# Exercise details
Return the material unaltered, line by line.

Dataset records Start Marker

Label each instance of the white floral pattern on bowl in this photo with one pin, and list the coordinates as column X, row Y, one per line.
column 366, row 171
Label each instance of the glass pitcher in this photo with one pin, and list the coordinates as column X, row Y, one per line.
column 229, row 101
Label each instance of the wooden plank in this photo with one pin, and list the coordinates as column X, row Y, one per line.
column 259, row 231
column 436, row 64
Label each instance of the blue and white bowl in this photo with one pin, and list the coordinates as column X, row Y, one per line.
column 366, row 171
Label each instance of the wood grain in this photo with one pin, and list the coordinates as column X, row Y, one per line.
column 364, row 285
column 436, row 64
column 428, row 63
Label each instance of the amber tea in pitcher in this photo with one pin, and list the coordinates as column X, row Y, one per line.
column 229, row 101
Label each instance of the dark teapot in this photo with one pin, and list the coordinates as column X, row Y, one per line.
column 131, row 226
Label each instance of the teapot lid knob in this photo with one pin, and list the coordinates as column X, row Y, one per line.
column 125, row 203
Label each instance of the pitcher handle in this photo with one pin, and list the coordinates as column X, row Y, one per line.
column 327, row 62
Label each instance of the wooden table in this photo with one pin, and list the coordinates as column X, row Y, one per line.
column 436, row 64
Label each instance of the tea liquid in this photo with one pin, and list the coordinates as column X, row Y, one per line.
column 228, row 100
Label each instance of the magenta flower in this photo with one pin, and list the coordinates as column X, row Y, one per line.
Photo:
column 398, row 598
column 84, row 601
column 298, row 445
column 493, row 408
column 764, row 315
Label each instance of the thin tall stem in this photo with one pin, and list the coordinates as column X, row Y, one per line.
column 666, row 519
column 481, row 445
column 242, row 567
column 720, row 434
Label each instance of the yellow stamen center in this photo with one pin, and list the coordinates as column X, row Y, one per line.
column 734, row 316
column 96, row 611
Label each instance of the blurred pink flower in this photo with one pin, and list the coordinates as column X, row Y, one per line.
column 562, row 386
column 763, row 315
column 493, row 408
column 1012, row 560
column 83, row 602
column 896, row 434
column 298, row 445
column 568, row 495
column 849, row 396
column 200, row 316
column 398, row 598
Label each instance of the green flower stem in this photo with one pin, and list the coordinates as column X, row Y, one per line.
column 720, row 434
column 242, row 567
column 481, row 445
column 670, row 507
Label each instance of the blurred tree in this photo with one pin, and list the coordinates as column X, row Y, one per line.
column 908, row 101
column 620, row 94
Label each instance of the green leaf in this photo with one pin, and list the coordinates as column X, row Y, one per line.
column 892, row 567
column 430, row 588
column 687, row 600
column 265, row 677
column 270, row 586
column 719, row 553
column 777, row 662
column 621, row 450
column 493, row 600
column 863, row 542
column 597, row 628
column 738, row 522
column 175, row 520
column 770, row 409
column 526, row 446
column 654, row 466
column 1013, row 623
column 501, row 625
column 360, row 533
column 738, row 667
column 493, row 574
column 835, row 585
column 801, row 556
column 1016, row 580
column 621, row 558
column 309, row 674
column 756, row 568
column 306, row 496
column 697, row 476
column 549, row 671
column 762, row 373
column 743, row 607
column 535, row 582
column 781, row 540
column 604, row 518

Dataset records End Marker

# Task output
Label each instance of the white floral pattern on bowl in this photo with one pin, and list the coordinates as column X, row Y, one per line.
column 366, row 171
Label each instance of the glass pitcher in this photo with one pin, and list the coordinates as column X, row Y, one per line.
column 229, row 101
Label each instance of the wooden plank in this photo with one pin, and list the coordinates as column X, row Y, one per line.
column 259, row 231
column 436, row 64
Label each instance of the blue and white bowl in this photo with one pin, and list the coordinates as column X, row Y, one per line.
column 366, row 171
Label each instance of the wood grain in this photo with one pin, and list the coordinates as column X, row Y, one per line.
column 364, row 285
column 436, row 64
column 428, row 63
Label each instance of the amber tea in pitcher in this photo with one pin, and list the coordinates as column X, row Y, one per line.
column 229, row 101
Label each instance of the dark teapot in this photo with one pin, and list the coordinates as column X, row Y, one per line.
column 131, row 226
Label each instance of the teapot lid knob in this photo with one pin, and list the coordinates as column X, row Y, one per line.
column 125, row 203
Label each instance of the pitcher handle in this photo with one pin, and list the coordinates as column X, row Y, one per line.
column 327, row 62
Label each instance of the wooden table in this photo with one pin, and list the coordinates as column X, row Y, one per line.
column 436, row 64
Label each instance of the tea liquid in this photo with one pin, and list the coordinates as column X, row Y, one per line.
column 228, row 100
Label each instance of the magenta flower in this photo with one pin, and list the coordinates as column X, row Y, one per line.
Photo:
column 398, row 598
column 84, row 601
column 298, row 445
column 493, row 408
column 764, row 315
Label each instance of the thin tall stem in this photo with one pin, and list the coordinates as column X, row Y, one per line.
column 666, row 519
column 481, row 445
column 242, row 567
column 720, row 434
Label each instance of the yellow stamen center in this photo with one pin, and list the coordinates as column X, row Y, one per line.
column 734, row 316
column 96, row 611
Label each instance of the blurred pink flower in this photo with one pin, and list the coordinates as column X, row Y, one per line.
column 562, row 386
column 763, row 315
column 493, row 408
column 1012, row 560
column 83, row 602
column 896, row 434
column 298, row 445
column 568, row 495
column 849, row 396
column 200, row 316
column 398, row 598
Label each instance of the green flower stem in this photo with one pin, and list the coordinates as column X, row Y, one per line.
column 720, row 434
column 242, row 567
column 481, row 445
column 670, row 507
Label each instance of the blurred tree in this photo with one pin, and list the coordinates as column X, row Y, one per line.
column 908, row 101
column 620, row 94
Label each instance of the green leaf in this photo with one pin, and list the coordinates as column X, row Y, one per line.
column 892, row 567
column 430, row 588
column 687, row 600
column 265, row 677
column 270, row 586
column 719, row 553
column 777, row 662
column 621, row 450
column 493, row 600
column 863, row 542
column 597, row 628
column 738, row 522
column 175, row 520
column 770, row 409
column 526, row 446
column 654, row 466
column 1013, row 623
column 501, row 625
column 360, row 533
column 738, row 667
column 493, row 574
column 835, row 585
column 801, row 556
column 1016, row 580
column 621, row 558
column 309, row 674
column 756, row 568
column 306, row 496
column 697, row 476
column 549, row 671
column 762, row 373
column 743, row 607
column 535, row 582
column 781, row 540
column 604, row 518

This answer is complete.